*** Opening Data under study ***

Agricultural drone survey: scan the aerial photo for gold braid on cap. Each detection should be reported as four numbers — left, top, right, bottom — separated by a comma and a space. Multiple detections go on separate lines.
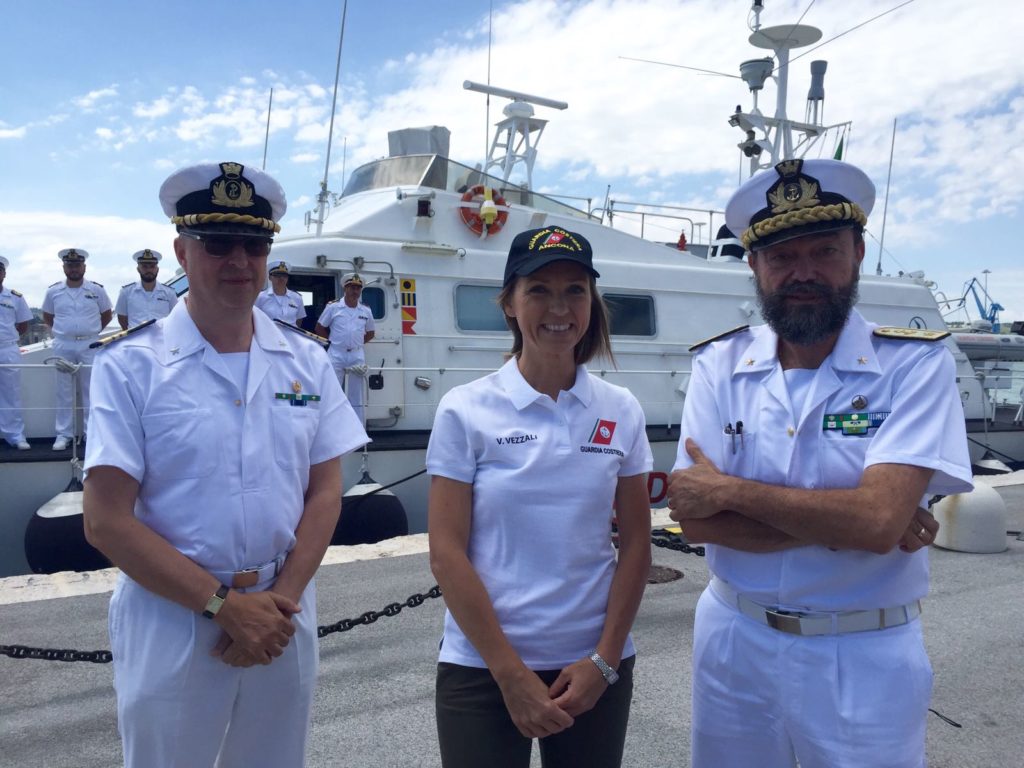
742, 201, 866, 249
172, 212, 280, 233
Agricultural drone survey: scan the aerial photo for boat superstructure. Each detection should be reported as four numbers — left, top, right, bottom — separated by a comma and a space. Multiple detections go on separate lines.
2, 1, 1021, 578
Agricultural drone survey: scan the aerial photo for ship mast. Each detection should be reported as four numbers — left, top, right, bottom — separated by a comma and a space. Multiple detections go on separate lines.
729, 1, 850, 175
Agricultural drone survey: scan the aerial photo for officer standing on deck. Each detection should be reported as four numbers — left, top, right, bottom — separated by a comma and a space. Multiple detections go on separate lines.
315, 273, 375, 422
0, 255, 32, 450
115, 249, 178, 329
667, 158, 974, 768
256, 259, 306, 326
42, 248, 112, 450
82, 160, 367, 768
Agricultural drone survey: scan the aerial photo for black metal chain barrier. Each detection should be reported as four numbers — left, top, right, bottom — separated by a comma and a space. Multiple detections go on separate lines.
0, 645, 113, 664
651, 529, 706, 557
1, 585, 445, 664
317, 585, 443, 638
2, 529, 707, 663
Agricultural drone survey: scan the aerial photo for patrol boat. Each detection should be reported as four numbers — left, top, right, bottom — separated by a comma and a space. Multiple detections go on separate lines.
2, 2, 1022, 578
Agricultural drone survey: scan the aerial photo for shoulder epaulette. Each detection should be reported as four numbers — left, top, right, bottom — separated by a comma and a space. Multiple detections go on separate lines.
873, 327, 950, 342
48, 281, 61, 288
92, 281, 104, 287
11, 289, 22, 297
326, 298, 338, 305
273, 318, 329, 348
689, 324, 750, 353
122, 282, 134, 289
89, 318, 157, 349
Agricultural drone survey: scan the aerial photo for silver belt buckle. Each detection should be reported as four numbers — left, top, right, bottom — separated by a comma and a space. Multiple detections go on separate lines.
765, 609, 806, 635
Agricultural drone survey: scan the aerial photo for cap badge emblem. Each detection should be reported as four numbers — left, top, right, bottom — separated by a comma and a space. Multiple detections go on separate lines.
292, 380, 302, 394
210, 162, 255, 209
767, 159, 820, 214
852, 395, 868, 410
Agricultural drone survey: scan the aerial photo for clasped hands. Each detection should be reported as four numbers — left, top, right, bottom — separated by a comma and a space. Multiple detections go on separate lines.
500, 657, 611, 739
210, 590, 301, 668
666, 438, 939, 552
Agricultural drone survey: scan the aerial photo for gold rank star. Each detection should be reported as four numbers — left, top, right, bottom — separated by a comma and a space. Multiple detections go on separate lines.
292, 380, 302, 394
857, 356, 868, 365
746, 359, 755, 366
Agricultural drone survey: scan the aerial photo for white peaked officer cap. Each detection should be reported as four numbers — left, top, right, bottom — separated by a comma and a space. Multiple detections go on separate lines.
159, 161, 287, 236
343, 273, 364, 287
58, 248, 89, 262
268, 260, 291, 276
133, 249, 162, 263
0, 255, 8, 269
725, 158, 875, 251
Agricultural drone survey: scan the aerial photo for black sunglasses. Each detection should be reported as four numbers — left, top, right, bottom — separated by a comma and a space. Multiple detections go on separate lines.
180, 230, 273, 258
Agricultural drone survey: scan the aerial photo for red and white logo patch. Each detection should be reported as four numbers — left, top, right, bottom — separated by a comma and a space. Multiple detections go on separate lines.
589, 419, 617, 445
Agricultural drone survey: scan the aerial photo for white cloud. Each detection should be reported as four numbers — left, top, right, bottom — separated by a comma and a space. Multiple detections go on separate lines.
73, 86, 119, 110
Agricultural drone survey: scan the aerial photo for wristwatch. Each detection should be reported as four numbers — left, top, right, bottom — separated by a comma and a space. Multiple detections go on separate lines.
202, 584, 230, 619
588, 652, 619, 685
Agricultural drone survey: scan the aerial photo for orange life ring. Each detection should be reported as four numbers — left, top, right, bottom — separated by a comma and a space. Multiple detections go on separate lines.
458, 185, 509, 236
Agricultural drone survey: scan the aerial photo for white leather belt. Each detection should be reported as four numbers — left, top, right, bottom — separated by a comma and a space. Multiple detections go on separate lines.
211, 553, 287, 589
711, 577, 921, 636
54, 333, 95, 341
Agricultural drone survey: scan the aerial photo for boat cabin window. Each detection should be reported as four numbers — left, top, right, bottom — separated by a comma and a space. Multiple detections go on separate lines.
168, 273, 189, 296
603, 293, 656, 337
455, 285, 507, 332
360, 286, 386, 320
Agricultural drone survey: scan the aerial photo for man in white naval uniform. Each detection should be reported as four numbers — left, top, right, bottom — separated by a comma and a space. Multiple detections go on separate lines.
42, 248, 112, 450
668, 159, 973, 768
255, 259, 306, 326
0, 255, 32, 450
115, 249, 178, 329
315, 273, 375, 422
82, 161, 367, 768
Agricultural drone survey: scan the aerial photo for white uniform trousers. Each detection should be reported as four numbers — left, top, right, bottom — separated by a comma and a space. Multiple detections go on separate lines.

*** Closing Data under study ***

> What this task involves
Please copy every record above exactly, but leave the pictures out.

> Result of this task
Agricultural drone survey: scan the aerial photo for gold braid on cap. Each detection should be reported as four numbers — left, top, right, bottom — separated by a comma and a space. Multiple detections go on separate lines.
742, 201, 866, 249
172, 212, 280, 233
Agricultural drone survey: scan the aerial photo for boat superstructure. Each detection should be reported as four numbers — left, top, right, bottom — separated by a comma and a space. Multiple detections go on separate lines.
2, 1, 1021, 578
Agricultural drone survey: scan the aerial photo for ship mast. Each detection should be reported as four numbers — left, top, right, bottom — separated by a comma and a space. Multiple detections go on separate lines.
729, 1, 850, 175
Agricultural drone survey: scan the aerial photo for officer standing on deck. Each detection should be reported as four numbers — left, top, right, bottom — separated by a comma and a space. Multiple detections go on separate lines.
315, 273, 375, 422
0, 255, 32, 450
115, 249, 178, 329
667, 158, 974, 768
256, 259, 306, 326
42, 248, 112, 450
82, 160, 367, 768
Agricultural drone survey: scan the aerial photo for black metal chain barrier. Each detection should be reported as four numbers — left, top, right, bottom — separated by a comma and a space. Multiple detections go on separate lines.
0, 645, 113, 664
651, 529, 706, 557
1, 585, 445, 664
317, 585, 443, 638
2, 529, 707, 663
Agricultural drone survey: scan the aerial photo for patrol boat. Each detection should be reported as four numbers — left, top, right, bottom — separated by a comma and a space. Multiple detections go on separate lines.
2, 2, 1022, 578
Agricultural drone survey: scan the aerial photo for shoulder epaulette. Each detection should be reported as four numbers — left, top, right, bottom — separated by a comma and a space. Multiple detections go on separate lines.
873, 327, 950, 342
48, 281, 61, 288
92, 281, 104, 287
11, 289, 22, 297
326, 298, 338, 305
273, 318, 329, 348
689, 324, 750, 353
122, 282, 134, 289
89, 318, 157, 349
Agricultural drone survey: scan the aerial photo for silver belt buckle. Each detection should be reported as four numbers — left, top, right, bottom — separated by a comma and a space. Multiple detections go on separate lines.
765, 609, 806, 635
Agricultural drone survey: scan the aerial photo for cap badge emblem. Each detection should be reported as four numbers — left, top, right, bottom — separated by a comma and a space. Multiple detections go on separate lines.
292, 380, 302, 394
210, 162, 255, 209
767, 159, 820, 214
852, 395, 868, 410
Agricultural drone survey: scan the aerial photo for clasped hands. Each detection should be reported as four numbers — left, top, right, bottom — separated by a comma and a space. Multiple detections go on separate lines.
500, 657, 611, 739
210, 590, 301, 668
666, 438, 939, 552
Agricultural drone survey: scan the aerial photo for gold rank star. Each detection should be reported as four numbers — left, top, right, bottom — separated by a comma and a space. Multiple detections go on separate lines.
292, 380, 302, 394
857, 356, 868, 365
746, 359, 755, 366
Agricultural drone survey: scan the aerial photo for white peaked officer cap. Each detection should be reported as four numbers — left, top, right, bottom — separated by a comma and a space. Multiple detections go on separate lines.
159, 161, 287, 236
343, 273, 364, 287
58, 248, 89, 262
268, 260, 291, 276
133, 249, 162, 263
0, 255, 8, 269
725, 158, 875, 251
Agricultural drone survey: scan the aerial photo for black sunglasses. Each detection should be reported as four numbers — left, top, right, bottom — separated by a comma and a space. Multiple detections go on separate lines.
180, 230, 273, 258
Agricultural drone survey: scan the aerial photo for red and white logo patch. Each detection should be reported as four numbers — left, top, right, bottom — separated by a comma and a space. Multiple detections go on separate lines.
589, 419, 617, 445
Agricultural drone survey: scan the aerial photo for white cloud. Each detection should be reported as four numbers — left, top, right, bottom — separated by a comma and a space. Multiple detections go on separate lines.
73, 86, 119, 110
Agricultural drone survey: scan the aerial photo for wristwatch. Each detection should be reported as four numbers — left, top, right, bottom — separated by a comma and a space. Multiple detections go on separate lines.
202, 584, 230, 619
588, 652, 619, 685
Agricultural drone survey: scan the aerial photo for orange life ring. Each detection should be reported as four numbers — left, top, right, bottom — separated by a comma and a space. Multiple detections go on separate lines.
458, 185, 509, 236
Agricultural drone survey: scan the aerial photo for white leather belt. Each detection should be reported as four numbers — left, top, right, bottom — separated by a comma and a space. Multiple detections go on separate lines.
211, 553, 287, 589
711, 577, 921, 636
54, 333, 95, 341
Agricultural drone survey: scan the aerial photo for boat cabin window. Each detection should be reported as four numbers — left, top, right, bottom — separated by a comma and a space. Multiple detections go on separate lines.
168, 273, 189, 296
603, 293, 656, 337
455, 285, 507, 332
360, 286, 386, 320
Agricultural drone survey: scan the aerial photo for man in white naval uniform. Each detection should be reported as four numbers — left, top, right, bottom — separated by a comma and a space. Multiple detections go on separate lines.
42, 248, 112, 450
668, 159, 973, 768
255, 259, 306, 326
0, 255, 32, 450
115, 249, 178, 329
315, 273, 375, 422
82, 161, 367, 768
Agricultural drone survey: scan the aerial photo for white uniform trousers. Each detection should be reported as four numbers — left, top, right, bottom — separated by a comma and a space. Multiple detections go on separate lines.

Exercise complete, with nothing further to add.